--- Begin Record set ---
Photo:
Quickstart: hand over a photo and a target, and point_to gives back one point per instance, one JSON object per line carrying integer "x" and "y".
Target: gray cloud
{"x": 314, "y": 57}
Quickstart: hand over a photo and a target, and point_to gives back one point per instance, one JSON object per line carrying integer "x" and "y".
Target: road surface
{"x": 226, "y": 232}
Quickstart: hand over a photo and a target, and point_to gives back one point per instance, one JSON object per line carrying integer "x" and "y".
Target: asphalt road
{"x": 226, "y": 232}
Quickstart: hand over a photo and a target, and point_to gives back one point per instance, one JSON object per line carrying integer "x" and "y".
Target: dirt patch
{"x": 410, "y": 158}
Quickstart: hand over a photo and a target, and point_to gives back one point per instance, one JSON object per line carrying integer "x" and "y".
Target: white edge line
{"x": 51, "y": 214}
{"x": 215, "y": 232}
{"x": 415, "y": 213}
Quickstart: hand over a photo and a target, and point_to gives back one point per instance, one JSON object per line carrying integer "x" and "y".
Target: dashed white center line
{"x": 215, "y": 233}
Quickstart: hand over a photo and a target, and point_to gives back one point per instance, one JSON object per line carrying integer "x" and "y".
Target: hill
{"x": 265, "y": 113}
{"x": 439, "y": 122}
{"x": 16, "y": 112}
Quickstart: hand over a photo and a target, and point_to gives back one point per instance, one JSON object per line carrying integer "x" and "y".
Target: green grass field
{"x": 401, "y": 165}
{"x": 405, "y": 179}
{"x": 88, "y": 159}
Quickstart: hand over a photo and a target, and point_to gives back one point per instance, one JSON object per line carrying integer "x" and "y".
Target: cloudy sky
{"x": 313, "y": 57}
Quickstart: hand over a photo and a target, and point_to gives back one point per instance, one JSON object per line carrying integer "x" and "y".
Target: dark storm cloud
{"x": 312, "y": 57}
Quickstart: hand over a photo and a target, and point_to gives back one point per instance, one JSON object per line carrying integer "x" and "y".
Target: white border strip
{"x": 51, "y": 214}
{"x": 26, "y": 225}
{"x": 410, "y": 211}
--- End Record set ---
(Task instructions) Copy all of the items above word for word, line by line.

(Solution)
Photo:
Quickstart: hand over a photo and a target, and point_to gives back one point per instance, one JSON object per line carrying integer "x" and "y".
Target: gray cloud
{"x": 314, "y": 57}
Quickstart: hand over a photo and a target, and point_to gives back one point per instance, one JSON object per line carrying integer "x" and "y".
Target: road surface
{"x": 226, "y": 232}
Quickstart: hand over a photo and a target, and point_to gives back one point per instance, one JSON object per line carrying integer "x" and "y".
Target: asphalt road
{"x": 226, "y": 232}
Quickstart: hand over a photo and a target, and point_to gives back one point per instance, one JSON object per line carrying integer "x" and "y".
Target: dirt patch
{"x": 410, "y": 158}
Quickstart: hand over a photo and a target, and point_to gives back one point per instance, one JSON object per line carrying integer "x" and "y".
Target: white edge line
{"x": 51, "y": 214}
{"x": 215, "y": 232}
{"x": 415, "y": 213}
Quickstart: hand over a photo and a target, and point_to gives back one point per instance, one JSON object per line carrying integer "x" and "y".
Target: dashed white center line
{"x": 215, "y": 233}
Quickstart: hand over a photo and a target, and point_to gives back one point per instance, one JSON object per line carrying integer "x" and "y".
Target: hill
{"x": 265, "y": 113}
{"x": 439, "y": 122}
{"x": 16, "y": 112}
Quickstart: hand over a photo and a target, and point_to gives back one point per instance, one JSON object per line carrying integer "x" and "y".
Target: green grass field
{"x": 401, "y": 165}
{"x": 405, "y": 179}
{"x": 88, "y": 159}
Quickstart: hand over a photo and a target, and point_to gives back one point per instance, one JSON object per line carrying integer "x" and "y".
Target: cloudy sky
{"x": 313, "y": 57}
Quickstart: hand over a photo and a target, and point_to gives back one point per instance, one JSON object per line carrying integer "x" and "y".
Target: dark storm cloud
{"x": 312, "y": 57}
Quickstart: hand over a photo and a target, and point_to gives back one point per instance, one JSON object per line carrying integer "x" and "y".
Target: white border strip
{"x": 51, "y": 214}
{"x": 26, "y": 225}
{"x": 410, "y": 211}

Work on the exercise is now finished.